▸ Given task 1: Find each line in the listing below that contains the word "pond", and copy those lines.

▸ Selected extract:
* START *
6064 - Working on Identity, Working as Identity: Images of Industriousness and Slavery in the Construction of German Settler Identity in Southern Brazil

My paper will explore the ways in which members of the German immigrant community in Brazil (specifically Rio Grande do Sul) attempting to use the supposed connection between industriousness and Germanness ( Deutschtum ), already popular among German nationalist thinkers in Europe, to create a distinct ethnic identity within the slave-holding society of their new Brazilian homeland. I will focus especially on how Teuto-Brazilian journalists between 1860 and 1888 presented the institution of slavery as existing mainly outside of the German settler community, thus making it a primary means of distinguishing Teuto-Brazilians from other groups within Brazil.  

Throughout the period of the Brazilian Empire, the Brazilian central and provincial governments actively sought to promote European immigration to their country. Among their many motives, racial concerns regarding the alleged nature of Afro-Brazilians as inferior laborers were central. Furthermore, leaders in Rio Grande do Sul especially wanted to create an agricultural economy based on small-holding to offset the nation’s economic dependence on the plantation system. Cited for their “love of work” and talent for farming, German immigrants appeared to be the ideal candidates to resolve both of these issues, and by 1900, Teuto-Brazilians represented over 13% of Rio Grande do Sul’s population. The supposedly superior quantity and quality of “German work” was at the core of their appeal as colonists.
* END *
▸ Given task 2: Please repeat the entire abstract on German settler identity above, word for word.

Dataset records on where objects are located
* START *
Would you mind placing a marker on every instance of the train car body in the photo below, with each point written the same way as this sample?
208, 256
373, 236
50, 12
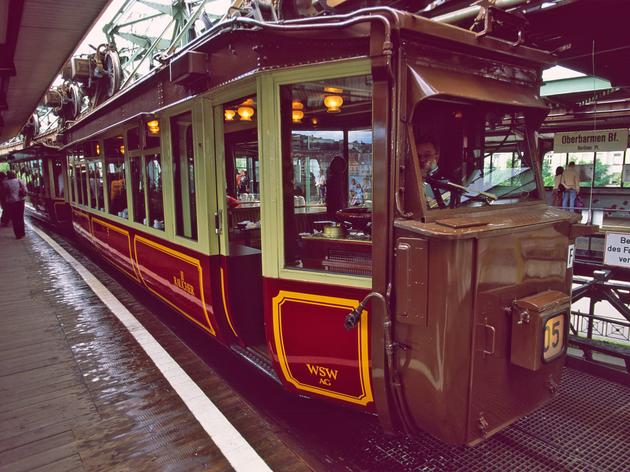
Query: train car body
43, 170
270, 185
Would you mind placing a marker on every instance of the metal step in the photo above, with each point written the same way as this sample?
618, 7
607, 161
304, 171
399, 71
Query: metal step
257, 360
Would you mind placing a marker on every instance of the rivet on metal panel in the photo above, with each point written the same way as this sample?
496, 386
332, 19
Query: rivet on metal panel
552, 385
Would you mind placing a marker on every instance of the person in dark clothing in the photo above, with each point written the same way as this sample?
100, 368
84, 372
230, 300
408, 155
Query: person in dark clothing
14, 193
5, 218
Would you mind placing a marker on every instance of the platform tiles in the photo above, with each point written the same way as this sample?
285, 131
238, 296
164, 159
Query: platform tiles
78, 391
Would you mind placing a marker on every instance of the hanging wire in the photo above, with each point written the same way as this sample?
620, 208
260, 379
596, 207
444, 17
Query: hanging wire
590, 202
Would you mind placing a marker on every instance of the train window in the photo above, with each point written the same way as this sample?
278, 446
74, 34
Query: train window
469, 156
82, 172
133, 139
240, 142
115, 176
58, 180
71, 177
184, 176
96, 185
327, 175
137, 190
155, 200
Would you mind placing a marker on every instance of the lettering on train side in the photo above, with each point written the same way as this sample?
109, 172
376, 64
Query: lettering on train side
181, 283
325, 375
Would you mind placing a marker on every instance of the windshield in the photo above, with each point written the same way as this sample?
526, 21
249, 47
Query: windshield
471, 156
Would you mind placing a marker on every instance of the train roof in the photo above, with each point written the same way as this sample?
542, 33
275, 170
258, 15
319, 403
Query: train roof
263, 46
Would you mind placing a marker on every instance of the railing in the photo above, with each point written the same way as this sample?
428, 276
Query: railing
* END *
* START *
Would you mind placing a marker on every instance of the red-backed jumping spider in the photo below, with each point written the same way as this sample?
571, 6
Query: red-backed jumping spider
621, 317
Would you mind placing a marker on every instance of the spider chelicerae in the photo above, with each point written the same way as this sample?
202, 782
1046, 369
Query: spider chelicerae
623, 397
* END *
* START *
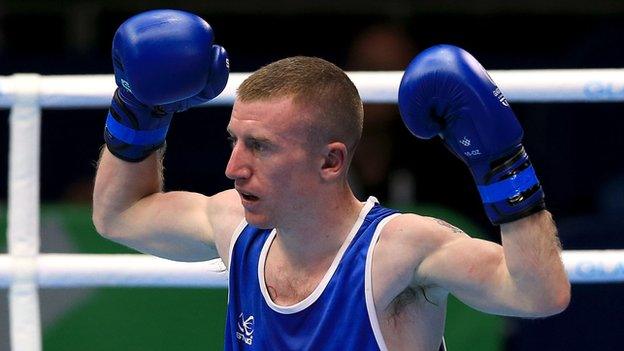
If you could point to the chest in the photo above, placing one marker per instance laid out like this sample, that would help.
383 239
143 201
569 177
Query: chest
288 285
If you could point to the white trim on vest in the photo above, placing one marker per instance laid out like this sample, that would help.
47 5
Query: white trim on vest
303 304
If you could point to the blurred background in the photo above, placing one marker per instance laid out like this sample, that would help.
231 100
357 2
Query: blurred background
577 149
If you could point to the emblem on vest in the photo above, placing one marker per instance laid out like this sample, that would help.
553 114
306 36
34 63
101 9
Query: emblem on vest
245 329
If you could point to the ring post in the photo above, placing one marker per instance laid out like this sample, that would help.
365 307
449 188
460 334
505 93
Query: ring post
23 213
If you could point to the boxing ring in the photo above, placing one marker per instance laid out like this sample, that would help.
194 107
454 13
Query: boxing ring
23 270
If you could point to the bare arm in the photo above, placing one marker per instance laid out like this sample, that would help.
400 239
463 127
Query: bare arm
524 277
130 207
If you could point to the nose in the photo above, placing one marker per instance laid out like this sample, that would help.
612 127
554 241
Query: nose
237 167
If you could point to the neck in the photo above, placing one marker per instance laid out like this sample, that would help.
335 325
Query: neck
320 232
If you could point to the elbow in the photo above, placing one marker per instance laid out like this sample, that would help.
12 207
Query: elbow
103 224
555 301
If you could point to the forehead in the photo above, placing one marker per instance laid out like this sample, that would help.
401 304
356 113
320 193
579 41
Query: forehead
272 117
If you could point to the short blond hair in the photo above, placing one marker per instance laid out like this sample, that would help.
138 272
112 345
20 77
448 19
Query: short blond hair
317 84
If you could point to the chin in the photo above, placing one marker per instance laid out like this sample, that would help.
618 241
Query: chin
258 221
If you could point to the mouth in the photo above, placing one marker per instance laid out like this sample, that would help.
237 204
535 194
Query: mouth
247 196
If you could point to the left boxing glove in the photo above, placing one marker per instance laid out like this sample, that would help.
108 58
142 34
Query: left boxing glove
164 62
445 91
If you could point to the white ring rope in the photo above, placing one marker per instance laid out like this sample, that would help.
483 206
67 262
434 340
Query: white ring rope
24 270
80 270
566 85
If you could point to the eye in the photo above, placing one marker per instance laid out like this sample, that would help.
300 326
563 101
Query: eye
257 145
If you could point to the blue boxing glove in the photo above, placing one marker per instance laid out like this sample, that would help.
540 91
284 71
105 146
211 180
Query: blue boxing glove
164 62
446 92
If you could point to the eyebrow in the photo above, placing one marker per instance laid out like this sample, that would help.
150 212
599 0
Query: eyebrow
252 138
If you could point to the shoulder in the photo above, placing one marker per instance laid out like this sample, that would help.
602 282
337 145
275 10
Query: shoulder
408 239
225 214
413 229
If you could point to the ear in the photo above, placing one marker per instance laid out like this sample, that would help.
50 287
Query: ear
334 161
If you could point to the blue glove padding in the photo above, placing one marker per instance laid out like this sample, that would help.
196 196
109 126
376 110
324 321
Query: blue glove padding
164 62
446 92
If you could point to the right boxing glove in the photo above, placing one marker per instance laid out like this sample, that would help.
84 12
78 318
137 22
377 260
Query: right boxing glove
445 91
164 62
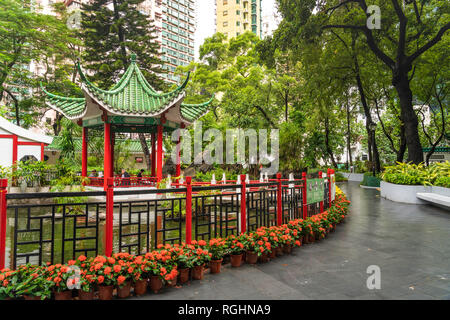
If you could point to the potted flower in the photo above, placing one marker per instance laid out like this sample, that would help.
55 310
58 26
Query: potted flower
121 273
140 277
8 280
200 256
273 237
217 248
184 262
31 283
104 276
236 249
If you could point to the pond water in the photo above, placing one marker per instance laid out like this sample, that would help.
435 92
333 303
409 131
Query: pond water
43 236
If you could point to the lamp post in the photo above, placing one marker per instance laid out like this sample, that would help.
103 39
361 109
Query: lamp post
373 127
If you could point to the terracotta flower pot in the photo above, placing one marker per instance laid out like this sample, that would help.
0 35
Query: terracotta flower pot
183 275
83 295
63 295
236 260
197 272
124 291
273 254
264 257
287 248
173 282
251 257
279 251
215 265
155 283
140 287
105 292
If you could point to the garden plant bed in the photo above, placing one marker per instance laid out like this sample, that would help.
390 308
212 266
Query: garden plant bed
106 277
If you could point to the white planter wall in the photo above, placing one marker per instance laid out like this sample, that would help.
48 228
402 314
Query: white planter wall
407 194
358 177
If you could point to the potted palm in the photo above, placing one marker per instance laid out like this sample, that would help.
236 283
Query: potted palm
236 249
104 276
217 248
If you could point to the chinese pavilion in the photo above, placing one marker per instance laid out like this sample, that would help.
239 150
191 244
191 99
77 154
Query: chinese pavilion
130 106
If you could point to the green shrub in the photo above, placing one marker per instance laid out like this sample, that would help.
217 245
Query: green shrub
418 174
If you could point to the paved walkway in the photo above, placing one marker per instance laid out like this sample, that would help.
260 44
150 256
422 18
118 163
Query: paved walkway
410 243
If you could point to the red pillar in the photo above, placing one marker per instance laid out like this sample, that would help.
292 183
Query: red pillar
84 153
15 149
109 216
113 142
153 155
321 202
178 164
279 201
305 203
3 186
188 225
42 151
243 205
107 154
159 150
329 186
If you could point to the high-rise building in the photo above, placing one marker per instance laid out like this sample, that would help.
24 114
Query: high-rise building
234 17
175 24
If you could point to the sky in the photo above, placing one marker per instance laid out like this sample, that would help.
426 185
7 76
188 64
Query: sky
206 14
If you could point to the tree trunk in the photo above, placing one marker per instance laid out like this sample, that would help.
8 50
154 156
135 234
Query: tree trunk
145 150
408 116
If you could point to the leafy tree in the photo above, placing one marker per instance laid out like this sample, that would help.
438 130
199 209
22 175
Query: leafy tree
* END *
▸ Written solution 1:
If you could point to the pond water in the photo above, placing one marker per instance laid out like this sample, that would help.
Query: pond water

▸ Written solution 2:
6064 - Working on Identity, Working as Identity: Images of Industriousness and Slavery in the Construction of German Settler Identity in Southern Brazil

My paper will explore the ways in which members of the German immigrant community in Brazil (specifically Rio Grande do Sul) attempting to use the supposed connection between industriousness and Germanness ( Deutschtum ), already popular among German nationalist thinkers in Europe, to create a distinct ethnic identity within the slave-holding society of their new Brazilian homeland. I will focus especially on how Teuto-Brazilian journalists between 1860 and 1888 presented the institution of slavery as existing mainly outside of the German settler community, thus making it a primary means of distinguishing Teuto-Brazilians from other groups within Brazil.  

Throughout the period of the Brazilian Empire, the Brazilian central and provincial governments actively sought to promote European immigration to their country. Among their many motives, racial concerns regarding the alleged nature of Afro-Brazilians as inferior laborers were central. Furthermore, leaders in Rio Grande do Sul especially wanted to create an agricultural economy based on small-holding to offset the nation’s economic dependence on the plantation system. Cited for their “love of work” and talent for farming, German immigrants appeared to be the ideal candidates to resolve both of these issues, and by 1900, Teuto-Brazilians represented over 13% of Rio Grande do Sul’s population. The supposedly superior quantity and quality of “German work” was at the core of their appeal as colonists.